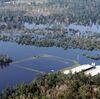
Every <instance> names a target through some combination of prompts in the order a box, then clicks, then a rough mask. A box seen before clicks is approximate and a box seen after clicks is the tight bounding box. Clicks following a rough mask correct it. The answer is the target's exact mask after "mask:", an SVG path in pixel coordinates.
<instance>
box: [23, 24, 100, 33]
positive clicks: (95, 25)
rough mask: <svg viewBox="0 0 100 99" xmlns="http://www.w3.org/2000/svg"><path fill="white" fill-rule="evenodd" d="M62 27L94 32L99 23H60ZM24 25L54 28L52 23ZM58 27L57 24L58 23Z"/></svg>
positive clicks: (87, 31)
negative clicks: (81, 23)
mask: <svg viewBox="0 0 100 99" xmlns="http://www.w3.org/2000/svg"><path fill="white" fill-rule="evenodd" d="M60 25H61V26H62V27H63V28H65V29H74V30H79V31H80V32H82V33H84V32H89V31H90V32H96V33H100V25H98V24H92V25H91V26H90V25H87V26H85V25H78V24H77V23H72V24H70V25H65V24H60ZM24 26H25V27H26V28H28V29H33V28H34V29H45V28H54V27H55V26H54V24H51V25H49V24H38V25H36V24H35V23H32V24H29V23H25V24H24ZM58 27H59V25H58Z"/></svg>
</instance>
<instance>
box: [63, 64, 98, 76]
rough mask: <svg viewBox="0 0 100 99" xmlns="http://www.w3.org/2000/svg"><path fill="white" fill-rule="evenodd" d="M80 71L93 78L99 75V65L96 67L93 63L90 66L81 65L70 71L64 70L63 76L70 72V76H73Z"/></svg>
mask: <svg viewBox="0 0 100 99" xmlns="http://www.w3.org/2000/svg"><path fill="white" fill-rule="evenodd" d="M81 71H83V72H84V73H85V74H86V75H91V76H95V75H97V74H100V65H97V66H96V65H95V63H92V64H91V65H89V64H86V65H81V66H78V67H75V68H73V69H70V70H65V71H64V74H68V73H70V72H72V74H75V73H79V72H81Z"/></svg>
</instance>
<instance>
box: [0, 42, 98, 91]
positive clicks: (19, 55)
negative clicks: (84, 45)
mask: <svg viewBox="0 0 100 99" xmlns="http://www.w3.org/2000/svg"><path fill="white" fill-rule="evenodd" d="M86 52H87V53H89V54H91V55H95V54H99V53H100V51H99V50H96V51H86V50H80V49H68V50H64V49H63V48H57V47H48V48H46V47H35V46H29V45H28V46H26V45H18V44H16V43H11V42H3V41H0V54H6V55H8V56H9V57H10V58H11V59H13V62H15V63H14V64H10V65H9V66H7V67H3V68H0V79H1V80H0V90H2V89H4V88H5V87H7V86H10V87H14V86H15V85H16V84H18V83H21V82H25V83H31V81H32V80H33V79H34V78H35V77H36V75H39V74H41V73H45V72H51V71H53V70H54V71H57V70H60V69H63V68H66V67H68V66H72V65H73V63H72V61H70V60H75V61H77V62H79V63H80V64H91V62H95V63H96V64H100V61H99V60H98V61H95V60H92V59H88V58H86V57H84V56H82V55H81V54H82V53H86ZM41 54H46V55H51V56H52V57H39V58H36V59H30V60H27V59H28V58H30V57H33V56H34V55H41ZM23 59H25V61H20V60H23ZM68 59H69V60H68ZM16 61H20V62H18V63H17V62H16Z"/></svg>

********

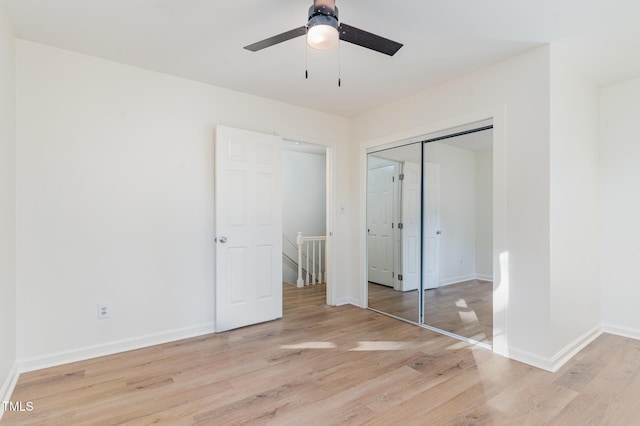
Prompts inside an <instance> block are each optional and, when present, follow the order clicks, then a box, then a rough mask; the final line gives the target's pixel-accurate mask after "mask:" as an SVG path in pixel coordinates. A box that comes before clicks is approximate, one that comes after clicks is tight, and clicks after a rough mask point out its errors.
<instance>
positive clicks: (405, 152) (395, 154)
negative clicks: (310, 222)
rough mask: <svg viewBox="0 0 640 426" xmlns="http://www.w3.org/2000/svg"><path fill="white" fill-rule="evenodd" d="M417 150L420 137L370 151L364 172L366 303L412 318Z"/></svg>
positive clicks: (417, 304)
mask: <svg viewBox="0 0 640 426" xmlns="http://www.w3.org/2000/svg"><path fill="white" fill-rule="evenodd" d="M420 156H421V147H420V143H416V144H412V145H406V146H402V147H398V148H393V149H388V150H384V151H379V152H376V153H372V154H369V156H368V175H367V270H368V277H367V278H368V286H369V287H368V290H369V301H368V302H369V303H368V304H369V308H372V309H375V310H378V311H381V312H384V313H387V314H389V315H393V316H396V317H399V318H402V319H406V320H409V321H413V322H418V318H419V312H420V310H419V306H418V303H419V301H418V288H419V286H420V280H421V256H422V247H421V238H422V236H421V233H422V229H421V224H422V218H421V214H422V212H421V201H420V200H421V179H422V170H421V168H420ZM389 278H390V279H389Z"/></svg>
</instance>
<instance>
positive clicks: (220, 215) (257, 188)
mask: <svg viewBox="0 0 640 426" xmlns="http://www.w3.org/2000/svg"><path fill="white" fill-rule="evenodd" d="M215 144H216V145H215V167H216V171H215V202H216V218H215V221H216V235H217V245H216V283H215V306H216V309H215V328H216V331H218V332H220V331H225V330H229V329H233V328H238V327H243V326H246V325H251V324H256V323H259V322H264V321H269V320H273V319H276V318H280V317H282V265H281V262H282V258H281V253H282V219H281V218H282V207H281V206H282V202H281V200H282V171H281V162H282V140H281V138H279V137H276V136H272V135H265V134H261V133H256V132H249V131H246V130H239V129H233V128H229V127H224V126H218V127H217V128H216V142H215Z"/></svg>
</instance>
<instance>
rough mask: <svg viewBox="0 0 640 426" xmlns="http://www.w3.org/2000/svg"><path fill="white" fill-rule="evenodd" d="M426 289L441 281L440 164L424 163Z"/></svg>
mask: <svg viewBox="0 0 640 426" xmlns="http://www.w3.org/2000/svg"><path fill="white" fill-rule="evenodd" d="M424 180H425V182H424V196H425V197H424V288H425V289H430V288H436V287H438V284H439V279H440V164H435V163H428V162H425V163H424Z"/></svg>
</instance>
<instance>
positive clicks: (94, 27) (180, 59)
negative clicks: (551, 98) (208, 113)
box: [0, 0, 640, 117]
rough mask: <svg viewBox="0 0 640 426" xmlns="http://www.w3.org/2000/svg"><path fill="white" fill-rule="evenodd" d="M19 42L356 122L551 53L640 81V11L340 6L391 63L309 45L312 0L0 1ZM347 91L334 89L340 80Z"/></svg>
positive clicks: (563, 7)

********

◆ Задание ◆
Оформите в виде нумерованного списка фрагмент, который открывается строкой, содержащей «42L356 122L551 53L640», и закрывается строкой, содержащей «positive clicks: (563, 7)», включая обе эти строки. Пустые строки пропустите.

◆ Решение ниже ◆
1. rough mask: <svg viewBox="0 0 640 426" xmlns="http://www.w3.org/2000/svg"><path fill="white" fill-rule="evenodd" d="M19 42L356 122L551 53L640 81V11L340 6L391 63L309 45L312 0L0 1ZM347 91L334 89L340 80Z"/></svg>
2. positive clicks: (563, 7)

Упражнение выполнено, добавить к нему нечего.